According to the article below on immigrant children in federal custody, how many young children did the lawyers speak to at the border station in Clint, Texas?
*** SOURCE PASSAGE ***
4 Ways to Help Immigrant Children in Federal Custody on the Border

Border stations are turning away donations. What now?

A few weeks ago, lawyers entered a border station in Clint, Texas to check on hundreds of migrant children. They exited bearing horrifying accounts of the filth, fear and trauma.

Afterward, government lawyers argued before the 9th Circuit that the children do not need soap, toothbrushes or beds.

As part of a lawsuit settlement in 1997, there are strict standards for safe and sanitary conditions within detention centers and for the treatment and release of minors taken into federal custody after crossing the border illegally. This settlement is what allowed the group of lawyers to access the station.

In addition to observing the conditions, which were so poor that guards wore face masks with their armed uniforms to protect themselves, the lawyers spoke to 60 young children.
*** End of SOURCE PASSAGE ***
*** DATA FOR REVIEW ***
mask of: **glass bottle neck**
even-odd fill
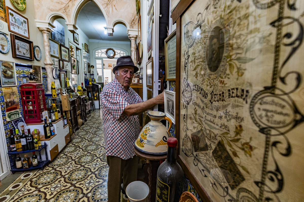
[[[169,163],[174,163],[176,162],[176,147],[168,147],[167,152],[167,161]]]

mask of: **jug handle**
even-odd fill
[[[168,134],[170,134],[170,129],[171,129],[171,128],[172,127],[172,121],[170,119],[170,118],[169,117],[165,116],[165,118],[164,118],[164,120],[167,120],[168,121],[168,122],[169,122],[170,125],[169,125],[169,128],[168,129]]]

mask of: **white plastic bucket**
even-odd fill
[[[141,181],[133,182],[126,189],[126,193],[131,202],[146,202],[149,191],[147,184]]]

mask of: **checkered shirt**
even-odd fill
[[[127,91],[114,78],[101,93],[105,155],[127,159],[135,155],[134,142],[140,132],[138,116],[122,114],[127,106],[143,101],[131,87]]]

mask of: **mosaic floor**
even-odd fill
[[[24,172],[6,185],[0,202],[107,201],[109,167],[101,113],[95,110],[43,170]],[[126,199],[121,197],[121,201]]]

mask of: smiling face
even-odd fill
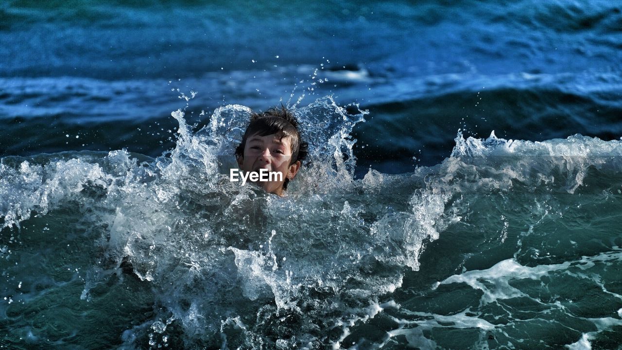
[[[283,195],[283,184],[285,179],[294,179],[300,166],[300,161],[292,161],[292,144],[289,137],[280,138],[276,134],[260,136],[256,133],[248,137],[242,156],[238,158],[238,164],[243,171],[259,171],[266,169],[282,174],[282,181],[256,182],[266,192]]]

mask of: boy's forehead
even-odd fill
[[[276,133],[261,136],[259,133],[257,133],[249,137],[248,141],[249,142],[253,141],[272,141],[275,143],[290,145],[292,143],[290,138],[291,138],[290,137],[286,135],[283,135],[282,137],[279,137],[277,136],[277,134]]]

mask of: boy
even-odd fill
[[[271,108],[251,115],[235,155],[243,179],[282,196],[307,157],[308,147],[300,138],[295,117],[281,105],[280,109]],[[233,181],[233,169],[231,174]]]

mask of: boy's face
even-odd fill
[[[290,165],[292,159],[292,140],[289,137],[279,139],[276,134],[248,137],[244,148],[244,154],[238,158],[238,164],[243,171],[257,171],[264,168],[282,174],[282,181],[258,181],[256,184],[269,193],[283,194],[285,179],[294,179],[300,166],[296,161]],[[278,179],[277,179],[278,180]]]

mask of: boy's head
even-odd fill
[[[282,105],[251,115],[242,142],[236,148],[238,164],[243,171],[281,173],[282,181],[258,182],[266,192],[282,195],[307,156],[308,144],[302,141],[298,122]]]

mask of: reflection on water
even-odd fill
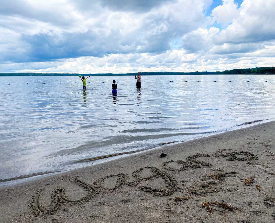
[[[141,98],[141,89],[137,88],[137,104],[139,104],[139,101]]]
[[[132,76],[116,76],[119,94],[110,95],[106,83],[114,77],[92,76],[96,88],[88,82],[83,91],[77,76],[0,77],[0,179],[89,165],[71,161],[205,136],[275,115],[271,76],[161,76],[157,82],[143,75],[142,89]]]
[[[116,95],[114,96],[113,97],[113,104],[116,104],[117,103],[117,97],[116,96],[116,94],[115,94]],[[114,95],[113,94],[113,95]]]
[[[87,101],[87,100],[86,100],[86,98],[87,98],[87,93],[86,93],[86,90],[84,90],[83,91],[83,102],[84,103],[84,104],[83,104],[83,107],[86,107],[85,103]]]

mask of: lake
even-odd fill
[[[0,179],[274,119],[271,75],[142,76],[139,89],[133,76],[92,76],[85,91],[77,76],[0,77]]]

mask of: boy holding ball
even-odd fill
[[[82,82],[83,83],[83,86],[82,87],[83,88],[83,90],[87,90],[87,88],[86,88],[86,80],[91,75],[90,75],[87,77],[87,78],[85,78],[85,77],[83,76],[82,77],[82,79],[81,79],[81,75],[80,75],[78,76],[79,78],[81,79],[81,80],[82,81]]]

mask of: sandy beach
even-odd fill
[[[274,138],[270,122],[0,188],[0,221],[274,222]]]

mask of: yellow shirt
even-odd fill
[[[83,86],[86,87],[86,79],[87,79],[87,78],[85,78],[84,80],[83,79],[81,79],[82,80],[82,82],[83,82]]]

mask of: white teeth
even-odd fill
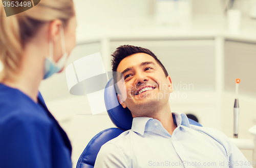
[[[143,91],[147,91],[147,90],[153,90],[154,89],[153,88],[152,88],[151,87],[145,87],[144,88],[143,88],[141,90],[140,90],[139,92],[138,92],[138,94],[140,94],[142,92],[143,92]]]

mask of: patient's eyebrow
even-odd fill
[[[146,62],[141,62],[141,63],[140,64],[140,66],[143,66],[143,65],[148,65],[148,64],[152,64],[155,65],[155,63],[154,63],[152,61],[146,61]]]
[[[146,62],[141,62],[140,63],[140,66],[143,66],[143,65],[148,65],[148,64],[152,64],[153,65],[155,64],[155,63],[154,63],[152,61],[146,61]],[[133,69],[133,67],[129,67],[127,68],[126,68],[125,69],[124,69],[124,70],[123,70],[121,73],[122,73],[123,75],[124,73],[127,73],[128,71],[131,70]]]

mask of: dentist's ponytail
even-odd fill
[[[9,17],[0,3],[0,61],[4,66],[0,80],[18,73],[24,46],[41,26],[60,19],[65,27],[74,15],[72,0],[41,0],[33,8]]]

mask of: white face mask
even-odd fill
[[[60,28],[60,40],[62,50],[62,56],[58,62],[53,60],[53,42],[50,39],[49,42],[49,56],[47,57],[45,61],[45,74],[44,79],[51,77],[55,73],[59,72],[65,66],[68,54],[66,51],[65,39],[63,28]]]

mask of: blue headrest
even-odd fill
[[[113,78],[106,85],[104,99],[108,113],[112,122],[123,130],[131,129],[133,118],[132,113],[128,108],[123,108],[118,102]]]
[[[93,168],[97,155],[101,146],[123,132],[117,128],[111,128],[100,132],[91,140],[77,161],[76,168]]]
[[[123,108],[118,102],[117,94],[114,86],[114,81],[111,78],[105,88],[104,98],[105,105],[109,116],[112,122],[118,128],[123,130],[128,130],[132,128],[133,116],[128,108]],[[201,124],[188,118],[189,124],[198,126]]]

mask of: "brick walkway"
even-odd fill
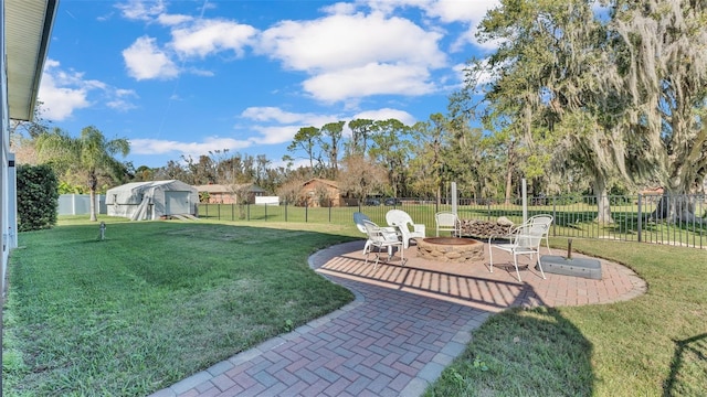
[[[420,396],[461,354],[493,312],[511,305],[608,303],[645,292],[630,269],[602,261],[602,280],[484,264],[430,264],[405,251],[363,266],[362,242],[324,249],[309,265],[356,300],[295,331],[240,353],[152,397]],[[498,262],[507,261],[499,256]],[[496,262],[496,254],[494,254]]]

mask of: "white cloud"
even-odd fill
[[[129,47],[123,50],[123,60],[128,74],[138,81],[148,78],[173,78],[179,71],[177,65],[149,36],[138,37]]]
[[[251,140],[238,140],[232,138],[205,137],[200,142],[179,142],[162,139],[130,139],[130,152],[134,154],[166,154],[178,153],[198,158],[209,151],[239,149],[252,146]]]
[[[253,138],[253,141],[258,144],[278,144],[291,142],[295,137],[295,133],[303,127],[309,127],[308,125],[293,125],[293,126],[255,126],[253,130],[257,131],[261,136]]]
[[[186,56],[204,57],[219,51],[233,51],[238,56],[255,35],[253,26],[224,20],[199,20],[172,30],[171,46]]]
[[[94,99],[89,100],[89,96]],[[43,118],[63,121],[71,118],[77,109],[102,104],[118,110],[135,108],[130,98],[136,98],[137,94],[131,89],[87,79],[83,73],[62,69],[57,61],[46,60],[38,97],[43,103]]]
[[[178,25],[178,24],[182,24],[186,22],[190,22],[192,21],[193,18],[189,17],[189,15],[182,15],[182,14],[159,14],[157,15],[157,22],[159,22],[162,25]]]
[[[441,37],[402,18],[330,15],[281,22],[263,32],[260,51],[281,60],[287,68],[309,73],[370,63],[442,67],[446,56],[437,46]]]
[[[429,72],[415,65],[369,64],[362,67],[324,73],[304,82],[313,97],[323,101],[345,100],[371,95],[418,96],[434,90],[426,83]]]
[[[337,6],[333,10],[350,11]],[[334,14],[284,21],[261,34],[262,53],[310,75],[305,92],[323,101],[369,95],[422,95],[434,90],[431,69],[446,65],[439,32],[382,13]]]
[[[57,67],[59,62],[46,60],[38,95],[39,100],[43,103],[42,117],[52,121],[65,120],[74,110],[91,106],[87,87],[81,84],[62,86],[67,84],[67,79],[80,82],[81,75],[67,75],[56,69]]]
[[[297,114],[284,111],[277,107],[250,107],[241,112],[241,117],[255,121],[275,121],[279,124],[296,124],[313,119],[313,114]]]
[[[124,18],[138,21],[151,21],[167,9],[162,0],[129,0],[115,7],[120,10]]]

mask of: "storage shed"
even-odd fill
[[[199,205],[197,190],[177,180],[133,182],[106,192],[108,215],[123,216],[133,221],[196,215],[197,205]]]

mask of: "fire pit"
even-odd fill
[[[468,238],[418,238],[420,257],[437,261],[471,262],[484,259],[484,244]]]

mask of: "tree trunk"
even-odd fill
[[[92,189],[91,190],[91,222],[96,222],[98,221],[98,217],[96,216],[96,190]]]
[[[515,142],[510,142],[508,146],[508,164],[506,167],[506,205],[510,205],[510,190],[513,187],[513,165]]]
[[[601,225],[613,224],[614,219],[611,217],[606,181],[601,175],[597,175],[593,185],[594,194],[597,195],[597,219],[594,221]]]
[[[695,215],[695,196],[688,194],[664,193],[651,214],[655,221],[666,219],[669,223],[705,224],[705,219]]]
[[[91,208],[91,222],[96,222],[98,221],[98,217],[96,216],[96,189],[98,187],[98,178],[96,176],[95,172],[89,172],[88,175],[88,189],[91,191],[91,204],[89,204],[89,208]]]

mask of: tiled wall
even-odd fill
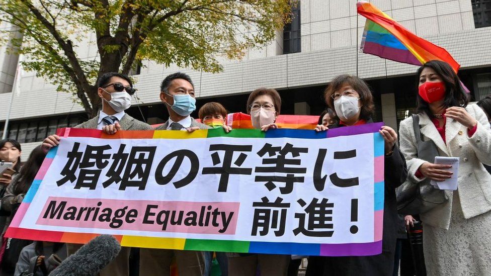
[[[491,27],[474,29],[470,0],[372,0],[371,2],[418,35],[447,49],[464,67],[491,64]],[[137,76],[138,96],[144,104],[158,102],[160,82],[177,71],[189,73],[198,97],[245,93],[260,86],[278,89],[327,83],[340,73],[356,71],[356,48],[365,19],[357,16],[355,2],[302,0],[302,52],[281,55],[281,32],[262,49],[251,49],[240,61],[224,61],[224,70],[211,74],[180,69],[151,62]],[[358,38],[356,23],[358,21]],[[97,58],[95,38],[78,43],[77,51],[88,59]],[[93,41],[90,42],[90,41]],[[358,54],[358,72],[363,78],[414,73],[417,67]],[[14,97],[11,118],[51,115],[82,111],[72,96],[26,73],[22,93]],[[0,94],[0,120],[5,120],[10,94]]]

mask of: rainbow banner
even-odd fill
[[[363,53],[416,65],[441,60],[458,71],[460,65],[445,49],[413,34],[373,5],[359,1],[357,9],[367,18],[361,46]]]
[[[381,125],[61,129],[6,236],[83,243],[109,234],[124,246],[379,254]]]
[[[310,115],[279,115],[275,123],[280,128],[309,129],[315,128],[319,116]],[[251,115],[242,113],[230,113],[227,116],[227,125],[232,129],[252,129]]]

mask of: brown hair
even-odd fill
[[[373,97],[366,82],[356,76],[341,75],[334,78],[324,91],[325,103],[334,109],[334,99],[331,96],[345,85],[350,85],[360,95],[362,105],[360,119],[368,120],[371,118],[375,108]]]
[[[198,117],[199,117],[201,122],[203,122],[203,118],[208,116],[213,116],[215,114],[220,114],[223,117],[223,120],[227,119],[227,110],[219,103],[212,102],[205,104],[201,107],[199,111],[198,112]]]
[[[281,98],[280,97],[280,94],[274,89],[264,87],[258,88],[251,93],[249,99],[247,100],[247,114],[251,114],[251,105],[253,104],[256,98],[261,95],[268,95],[271,97],[273,99],[273,104],[275,106],[275,110],[276,111],[276,116],[279,115],[280,111],[281,110]]]

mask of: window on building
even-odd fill
[[[19,124],[10,123],[9,126],[9,139],[17,140],[17,132],[19,130]]]
[[[38,125],[38,133],[36,135],[36,141],[42,141],[48,135],[46,131],[48,130],[48,122],[46,120],[41,121]]]
[[[29,126],[27,127],[27,133],[26,134],[26,143],[36,142],[36,135],[37,134],[38,122],[37,121],[29,123]]]
[[[84,114],[62,115],[9,122],[7,138],[17,140],[19,143],[40,142],[49,135],[56,133],[60,128],[73,127],[86,121]],[[0,137],[3,132],[4,123],[0,123]]]
[[[491,95],[491,73],[477,74],[475,83],[476,101]]]
[[[491,0],[471,0],[476,28],[491,26]]]
[[[292,7],[292,20],[285,25],[283,29],[283,54],[299,53],[301,51],[300,43],[300,1]]]

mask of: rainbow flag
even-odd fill
[[[413,34],[371,3],[359,1],[356,6],[358,14],[367,18],[363,53],[416,65],[441,60],[458,71],[460,65],[445,49]]]
[[[310,115],[279,115],[275,123],[280,128],[310,129],[315,128],[319,116]],[[251,115],[240,112],[230,113],[227,116],[227,125],[232,129],[252,129]]]

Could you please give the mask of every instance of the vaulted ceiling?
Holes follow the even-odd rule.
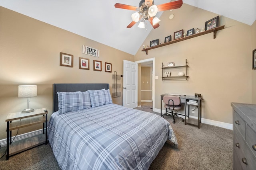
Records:
[[[152,29],[126,26],[134,11],[116,3],[138,6],[140,0],[1,0],[0,6],[135,55]],[[155,5],[170,2],[155,0]],[[251,25],[256,20],[255,0],[183,0],[186,3]],[[178,9],[174,10],[178,10]],[[163,12],[158,12],[159,18]],[[138,24],[137,23],[136,24]],[[122,42],[122,43],[120,42]]]

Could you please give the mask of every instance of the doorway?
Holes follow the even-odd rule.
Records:
[[[137,86],[137,97],[138,99],[138,106],[141,106],[142,104],[148,105],[149,104],[152,105],[152,108],[153,110],[155,108],[155,58],[147,59],[143,60],[136,61],[137,63],[138,66],[137,75],[138,80],[137,81],[138,84]],[[142,68],[147,67],[146,69],[141,69]],[[149,69],[148,68],[150,68]],[[146,74],[150,75],[150,80],[149,78],[148,79],[143,79],[142,78],[142,70],[143,70],[144,72],[146,72]],[[145,72],[143,74],[145,74]],[[145,86],[143,86],[144,85]],[[150,89],[148,88],[149,86],[150,86]],[[143,86],[148,87],[147,90],[141,89],[141,87]],[[151,98],[148,98],[149,94],[151,94]],[[144,98],[143,96],[142,98],[142,95],[144,96],[146,96],[147,98]],[[150,100],[148,100],[148,99]],[[147,103],[146,103],[147,102]]]

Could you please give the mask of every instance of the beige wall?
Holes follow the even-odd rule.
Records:
[[[256,49],[256,21],[254,21],[252,25],[252,49],[251,51]],[[252,57],[252,55],[251,56]],[[256,70],[252,70],[252,103],[256,104]]]
[[[0,16],[0,139],[6,138],[8,114],[26,108],[27,99],[18,98],[19,85],[38,86],[30,106],[46,107],[50,116],[52,84],[107,83],[112,92],[114,71],[122,74],[123,60],[134,61],[132,55],[2,7]],[[82,54],[83,45],[100,50],[100,58]],[[60,52],[74,55],[73,67],[60,66]],[[90,59],[89,70],[79,69],[79,57]],[[93,60],[102,61],[102,71],[93,70]],[[105,72],[105,62],[112,64],[112,73]],[[122,105],[122,96],[113,100]],[[42,127],[21,129],[19,133]]]
[[[151,74],[150,67],[141,68],[141,100],[149,100],[152,99],[151,90]],[[147,90],[147,91],[143,91]]]
[[[172,14],[174,18],[170,20]],[[170,35],[172,41],[173,33],[182,29],[186,32],[192,28],[201,29],[206,21],[217,16],[185,4],[178,10],[165,11],[160,26],[151,31],[141,49],[152,40],[164,42]],[[137,52],[135,61],[155,58],[155,75],[159,77],[155,80],[155,108],[160,109],[162,94],[200,93],[204,99],[203,118],[232,123],[230,102],[252,102],[252,27],[222,16],[220,20],[220,25],[225,28],[217,32],[215,39],[211,33],[149,50],[148,55]],[[188,81],[162,81],[162,63],[184,65],[186,59]]]

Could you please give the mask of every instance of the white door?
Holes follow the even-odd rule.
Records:
[[[134,62],[124,60],[123,106],[130,108],[137,106],[137,65]]]

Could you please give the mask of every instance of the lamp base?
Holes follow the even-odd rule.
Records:
[[[26,109],[21,111],[22,113],[30,113],[34,111],[34,109]]]

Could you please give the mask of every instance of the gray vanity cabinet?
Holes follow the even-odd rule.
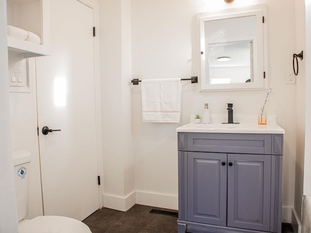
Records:
[[[281,233],[283,134],[178,136],[179,233]]]

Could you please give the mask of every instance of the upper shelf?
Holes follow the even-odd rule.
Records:
[[[40,38],[39,43],[8,35],[10,51],[19,59],[50,55],[50,0],[7,0],[8,25]]]

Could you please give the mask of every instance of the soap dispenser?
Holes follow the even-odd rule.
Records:
[[[210,112],[208,109],[208,104],[206,103],[204,109],[202,110],[202,123],[209,124],[210,123]]]

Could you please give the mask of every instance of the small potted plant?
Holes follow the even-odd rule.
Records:
[[[201,122],[201,114],[196,114],[194,116],[194,123],[199,124]]]

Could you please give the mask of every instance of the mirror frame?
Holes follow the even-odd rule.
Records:
[[[268,88],[268,52],[267,36],[267,6],[260,4],[221,11],[199,13],[197,19],[199,26],[200,55],[199,88],[200,91],[235,91],[261,90]],[[228,19],[237,17],[256,17],[256,50],[257,56],[254,58],[254,79],[257,82],[245,83],[207,84],[206,81],[206,54],[204,22],[207,21]],[[263,17],[264,21],[263,23]],[[204,51],[203,54],[201,51]]]

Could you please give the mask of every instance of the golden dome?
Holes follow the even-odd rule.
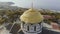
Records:
[[[29,9],[21,15],[20,19],[25,23],[33,24],[33,23],[40,23],[41,21],[43,21],[43,16],[36,9]]]

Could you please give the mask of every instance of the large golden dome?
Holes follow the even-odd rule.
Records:
[[[33,24],[33,23],[42,22],[43,16],[36,9],[29,9],[20,16],[20,19],[21,19],[21,21],[24,21],[25,23]]]

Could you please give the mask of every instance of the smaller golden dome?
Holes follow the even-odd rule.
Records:
[[[33,24],[33,23],[40,23],[41,21],[43,21],[43,16],[36,9],[29,9],[21,15],[20,19],[25,23]]]

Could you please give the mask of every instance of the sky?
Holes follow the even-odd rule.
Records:
[[[16,6],[31,8],[33,1],[34,8],[60,10],[60,0],[0,0],[0,2],[14,2]]]

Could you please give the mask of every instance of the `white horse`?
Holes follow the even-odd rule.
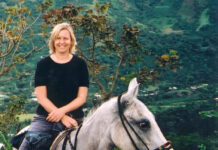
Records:
[[[93,110],[68,140],[54,142],[52,150],[173,150],[154,115],[137,99],[139,84],[131,80],[128,91]],[[56,138],[58,139],[58,138]],[[57,141],[57,140],[56,140]]]

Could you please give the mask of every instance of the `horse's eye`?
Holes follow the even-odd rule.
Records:
[[[123,107],[123,108],[126,108],[128,105],[129,105],[129,102],[128,102],[128,101],[123,101],[123,102],[122,102],[122,107]]]
[[[150,128],[150,122],[148,119],[142,119],[138,122],[138,126],[141,129],[148,129],[148,128]]]

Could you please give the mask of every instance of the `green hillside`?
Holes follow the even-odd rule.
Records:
*** End of DATA FOR REVIEW ***
WRITTEN ANSWER —
60